EXTRACTED DATA ::
★ ★ ★ ★ ★
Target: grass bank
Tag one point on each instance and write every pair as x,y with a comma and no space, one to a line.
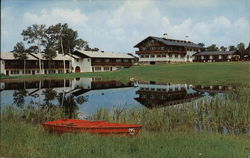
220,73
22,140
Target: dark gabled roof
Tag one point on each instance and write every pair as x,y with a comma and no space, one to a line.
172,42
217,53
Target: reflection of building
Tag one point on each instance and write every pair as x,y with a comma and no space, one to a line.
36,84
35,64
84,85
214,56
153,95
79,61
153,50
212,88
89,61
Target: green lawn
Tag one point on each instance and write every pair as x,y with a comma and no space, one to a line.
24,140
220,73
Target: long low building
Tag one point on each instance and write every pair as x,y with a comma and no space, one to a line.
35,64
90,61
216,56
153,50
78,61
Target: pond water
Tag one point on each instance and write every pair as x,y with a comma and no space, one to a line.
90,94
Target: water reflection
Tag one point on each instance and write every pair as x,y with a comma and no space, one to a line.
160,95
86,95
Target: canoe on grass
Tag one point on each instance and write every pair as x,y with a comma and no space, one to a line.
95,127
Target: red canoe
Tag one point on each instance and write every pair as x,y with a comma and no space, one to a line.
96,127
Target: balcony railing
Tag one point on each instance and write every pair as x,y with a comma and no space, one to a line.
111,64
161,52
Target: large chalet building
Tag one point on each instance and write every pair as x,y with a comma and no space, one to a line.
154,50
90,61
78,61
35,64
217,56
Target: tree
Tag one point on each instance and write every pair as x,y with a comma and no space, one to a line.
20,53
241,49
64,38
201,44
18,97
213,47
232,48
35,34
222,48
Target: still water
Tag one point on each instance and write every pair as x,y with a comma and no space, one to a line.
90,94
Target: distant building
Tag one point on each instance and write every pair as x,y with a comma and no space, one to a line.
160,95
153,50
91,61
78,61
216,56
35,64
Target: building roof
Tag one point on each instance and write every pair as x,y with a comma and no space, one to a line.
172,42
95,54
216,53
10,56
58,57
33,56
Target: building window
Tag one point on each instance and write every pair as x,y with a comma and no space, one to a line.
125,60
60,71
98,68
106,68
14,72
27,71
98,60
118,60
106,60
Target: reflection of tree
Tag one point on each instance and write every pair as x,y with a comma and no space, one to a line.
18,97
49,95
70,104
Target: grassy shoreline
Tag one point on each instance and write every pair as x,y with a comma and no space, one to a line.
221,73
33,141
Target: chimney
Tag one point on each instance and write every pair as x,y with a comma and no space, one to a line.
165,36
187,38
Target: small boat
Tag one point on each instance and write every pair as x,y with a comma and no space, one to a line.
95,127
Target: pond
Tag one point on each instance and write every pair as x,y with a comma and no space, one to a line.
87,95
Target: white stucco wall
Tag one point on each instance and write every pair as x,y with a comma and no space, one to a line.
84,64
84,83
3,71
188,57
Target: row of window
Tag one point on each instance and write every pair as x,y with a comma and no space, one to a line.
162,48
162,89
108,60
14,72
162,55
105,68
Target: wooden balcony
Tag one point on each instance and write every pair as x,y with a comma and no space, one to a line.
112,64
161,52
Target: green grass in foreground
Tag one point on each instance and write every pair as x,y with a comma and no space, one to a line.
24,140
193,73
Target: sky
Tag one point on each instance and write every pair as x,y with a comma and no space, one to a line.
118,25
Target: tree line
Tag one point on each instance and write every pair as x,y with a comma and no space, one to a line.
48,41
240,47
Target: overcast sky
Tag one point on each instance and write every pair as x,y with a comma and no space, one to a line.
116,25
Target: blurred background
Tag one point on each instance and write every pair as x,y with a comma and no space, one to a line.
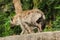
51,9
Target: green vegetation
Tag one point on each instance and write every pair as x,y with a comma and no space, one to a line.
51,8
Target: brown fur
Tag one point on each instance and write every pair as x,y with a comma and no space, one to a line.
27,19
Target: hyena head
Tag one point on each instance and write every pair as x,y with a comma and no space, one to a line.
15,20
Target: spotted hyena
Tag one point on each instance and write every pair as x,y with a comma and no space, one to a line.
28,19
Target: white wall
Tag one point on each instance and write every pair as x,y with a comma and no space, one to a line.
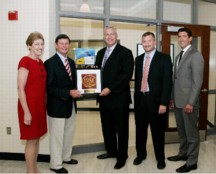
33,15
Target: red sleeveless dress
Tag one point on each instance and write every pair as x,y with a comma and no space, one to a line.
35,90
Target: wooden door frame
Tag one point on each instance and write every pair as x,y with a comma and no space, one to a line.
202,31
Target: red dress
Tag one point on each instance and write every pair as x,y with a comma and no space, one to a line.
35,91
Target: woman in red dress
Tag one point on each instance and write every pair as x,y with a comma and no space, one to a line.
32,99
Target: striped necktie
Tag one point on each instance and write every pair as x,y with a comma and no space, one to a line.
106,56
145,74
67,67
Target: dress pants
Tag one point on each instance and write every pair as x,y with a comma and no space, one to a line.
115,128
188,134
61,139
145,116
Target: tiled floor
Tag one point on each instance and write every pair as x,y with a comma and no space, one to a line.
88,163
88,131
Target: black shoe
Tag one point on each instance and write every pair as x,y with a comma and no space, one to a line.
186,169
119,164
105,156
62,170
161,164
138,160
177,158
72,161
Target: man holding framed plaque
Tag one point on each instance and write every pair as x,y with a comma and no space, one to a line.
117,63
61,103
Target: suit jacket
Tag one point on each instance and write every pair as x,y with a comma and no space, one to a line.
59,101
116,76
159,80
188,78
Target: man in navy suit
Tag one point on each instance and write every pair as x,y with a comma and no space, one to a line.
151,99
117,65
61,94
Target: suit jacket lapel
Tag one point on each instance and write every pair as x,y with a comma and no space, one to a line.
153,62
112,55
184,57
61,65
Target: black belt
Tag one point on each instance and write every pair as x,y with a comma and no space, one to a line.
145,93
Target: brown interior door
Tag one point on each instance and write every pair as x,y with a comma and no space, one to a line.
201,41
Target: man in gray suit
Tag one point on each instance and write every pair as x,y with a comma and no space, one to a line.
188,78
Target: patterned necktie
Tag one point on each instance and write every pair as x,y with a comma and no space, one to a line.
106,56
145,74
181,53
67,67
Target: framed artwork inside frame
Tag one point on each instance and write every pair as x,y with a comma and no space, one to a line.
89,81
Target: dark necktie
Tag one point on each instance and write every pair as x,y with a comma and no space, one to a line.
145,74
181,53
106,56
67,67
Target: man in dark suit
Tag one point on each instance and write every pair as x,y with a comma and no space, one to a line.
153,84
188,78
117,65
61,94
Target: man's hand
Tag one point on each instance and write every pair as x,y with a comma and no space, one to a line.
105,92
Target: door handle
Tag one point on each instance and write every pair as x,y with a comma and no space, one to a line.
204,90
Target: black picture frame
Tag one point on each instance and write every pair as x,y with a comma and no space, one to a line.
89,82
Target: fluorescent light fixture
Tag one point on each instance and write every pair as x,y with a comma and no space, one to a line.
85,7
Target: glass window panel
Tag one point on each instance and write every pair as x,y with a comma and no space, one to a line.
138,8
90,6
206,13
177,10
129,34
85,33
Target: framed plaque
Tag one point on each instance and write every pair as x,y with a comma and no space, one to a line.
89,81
★ ★ ★ ★ ★
REQUIREMENT ::
Please leave the images out and retype the rest of the material exactly.

WRITTEN RESPONSE ::
Target: grass bank
Tag one point on each instance and write every pair as x,y with a comma and no space, one to a line.
220,73
22,140
Target: dark gabled roof
Tag one point on each instance and write every pair as x,y with a comma and no space, one to a line.
172,42
217,53
Target: reflection of building
Tag one point on each instance and write every pair as x,y with a comma and no space, one to a line.
36,84
35,64
84,85
214,56
153,95
79,61
153,50
212,88
89,61
Target: green lawn
Tag one point on each instance and write every pair as x,y with a comma and no space, one to a line.
24,140
220,73
Target: long low building
Tag one point on each instance and write every pair as x,y with a comma and no space, one to a line.
35,64
90,61
216,56
153,50
78,61
Target: pond water
Tag one point on each instance and write every pair as x,y with a comma and no space, one to a line.
90,94
Target: water reflection
Tag one point on each instance and write every pair as x,y with a comma and no space, one to a line.
160,95
86,95
Target: canoe on grass
Tag one point on each instance and write every pair as x,y with a comma and no space, one to a line.
95,127
Target: red canoe
Tag one point on each instance and write every pair as x,y with a comma and no space, one to a line.
96,127
Target: balcony railing
Tag one point on each instance and write every pair as x,y with a comma and no space, one to a line.
111,64
161,52
Target: large chalet building
Tag one point on each instance and write every pair as x,y with a comma and no space, one to a line.
154,50
90,61
78,61
35,64
217,56
Target: tree
Tag one point on each instance and write every pair as x,y with a comma and no space, one to a line.
20,53
241,49
64,38
201,44
18,97
213,47
232,48
35,34
222,48
Target: still water
Tag one point on each instance and write every pair as x,y with a comma and no space, one to a line.
90,94
Target: distant building
Tag one point on each instance and write every pair as x,y with a comma and no space, one to a line.
160,95
153,50
91,61
78,61
216,56
35,64
Target: building roof
Tag one point on each instance and write every pair as x,y with a comma and no space, one to a line.
172,42
95,54
216,53
10,56
58,57
33,56
Target: building window
Tag one point on each instance and write every pair as x,y with a comma and no space, one to a line.
125,60
60,71
98,68
106,68
14,72
27,71
98,60
118,60
106,60
Target: reflection of tree
Tag one point on each instance and write every pair as x,y with a comma and no space, one to a line.
18,97
49,95
70,104
Target: grassy shoreline
Tag one point on each instance and write every pair as x,y with a comma and no space, one to a line.
221,73
33,141
Target: chimney
Tag one point on each instance and write every pair as x,y with a comma and no space, one to a line.
165,36
187,38
Target: small boat
Tag one point on each instance and write every pair as x,y with a comma and no space, one to a line.
95,127
Target: pond
Tag one point on each instance and write every pair as x,y with a comma and no space, one to a line.
87,95
Target: white stucco wall
Tag one point on each instance and write every pair as x,y with a comma and no space, one to a line.
84,64
84,83
3,71
188,57
Target: row of window
Tag one point on each instance and write every pair as x,y with a comma and no space, one to a line.
162,48
162,89
108,60
14,72
162,55
105,68
Target: wooden balcony
Tag one point on each instance and write every pair as x,y with a comma and no space, one to a line.
112,64
161,52
Target: green grass in foreground
Tag one point on each instance and write every pair as x,y with a comma and no space, one to a line.
24,140
193,73
Target: sky
Tag one point on each instance and write every pair as x,y with a comma and no space, one to a line.
118,25
Target: tree line
Tag one point on each instance and write every pair as x,y with a comma and no space, one to a line.
48,41
240,47
Target: overcast sky
Tag one point on each instance and write every pair as x,y with a comma and no space, one to a line.
116,25
Target: blurred background
Tag one point on each instance and write every pair as x,y with a comma and no space, one to a line.
51,9
Target: green vegetation
Tag one point on each instance and write every pair as x,y with a comma and no space, one to a line.
51,8
Target: brown fur
Tag one point on each instance and write every pair as x,y with a comma and no space, one to a line.
27,19
Target: hyena head
Tag one point on each instance and write every pair as x,y with a comma and no space, one to a line.
15,20
Target: spotted hyena
Tag one point on each instance and write every pair as x,y with a comma and no space, one to a line.
28,19
Target: white wall
Tag one point on each instance and write every pair as x,y with a comma and no space, one to a line.
33,15
Target: red sleeveless dress
Tag one point on each instance and write every pair as x,y with a comma and no space, one to a line.
35,90
Target: wooden door frame
Tag one point on each instance and write every pair as x,y with a comma and no space, one to a line.
202,31
Target: red dress
Tag one point on each instance and write every pair as x,y with a comma and no space, one to a line.
35,91
Target: woman in red dress
Tag one point on each instance and write every pair as x,y with a comma and no space, one to a line.
32,99
Target: striped necktie
Tag one point on each instance and write every pair as x,y with a comma and no space, one to a line.
106,56
145,74
67,67
Target: dress pants
Tag one point on each instance and write every pair as x,y with a comma and no space, one to a line.
115,128
188,134
61,139
145,116
Target: tiled floor
Tag one point on each instance and write every pair as x,y with a comma and no space, one to a line.
88,163
88,131
Target: black shoe
Tag one point on each instance and write every pair as x,y with a comma and no space, one to a line.
186,169
119,164
105,156
62,170
161,164
138,160
177,158
72,161
Target: man holding framed plaque
Tag one point on each instance and write every pair as x,y with a comma and no space, one to a line.
117,63
61,103
Target: suit jacket
Tag one point on each instance and write every pair as x,y with a comma and no space, one to a line.
59,101
116,76
159,80
188,78
Target: man in navy suit
Tag one point on each instance and write every pair as x,y with a comma and no space, one to a line.
151,99
117,65
61,94
Target: suit jacket lapel
Tag one point on each instance and write every pair as x,y with a comma and no space, one to a line.
153,62
112,55
184,57
61,65
Target: black belt
Tag one point on each instance and write every pair as x,y with a comma and no space, one to a line.
145,93
Target: brown interior door
Tag one point on each instance and write every pair as x,y with a comma and no space, one to a line.
201,41
Target: man in gray suit
Tag one point on each instance and write every pair as x,y with a comma and no space, one to a line.
188,78
Target: patterned necktie
Tag one point on each instance and write every pair as x,y with a comma and no space, one to a line.
106,56
145,74
181,53
67,67
Target: framed artwork inside frame
Tag one point on each instance and write every pair as x,y with a comma and no space, one to a line.
89,81
Target: dark necktie
Tag one point on each instance and write every pair as x,y with a comma and no space, one to a line.
145,74
181,53
106,56
67,67
Target: man in dark suit
Tag one point on each instance and write every pair as x,y with a comma and no space, one to a line.
153,84
188,78
117,65
61,94
Target: man's hand
Tag one point on each instance and write every pair as x,y with a comma and no space, one to a line.
105,92
Target: door handle
Tag one point on each instance and write every pair as x,y with a comma and no space, one to a line.
204,90
Target: black picture frame
Tag one point on each instance and write every pair as x,y with a comma and no space, one to a line.
89,82
Target: fluorescent light fixture
Tag one point on each instance and write every pair as x,y with a comma and no space, one to a line.
85,7
Target: glass window panel
Tag one point on each instance and write every pair as x,y with a comma and no space, one to a line.
138,8
90,6
206,13
177,10
129,34
85,33
Target: framed plaque
Tag one point on each instance and write every pair as x,y with a comma and no space, one to a line.
89,81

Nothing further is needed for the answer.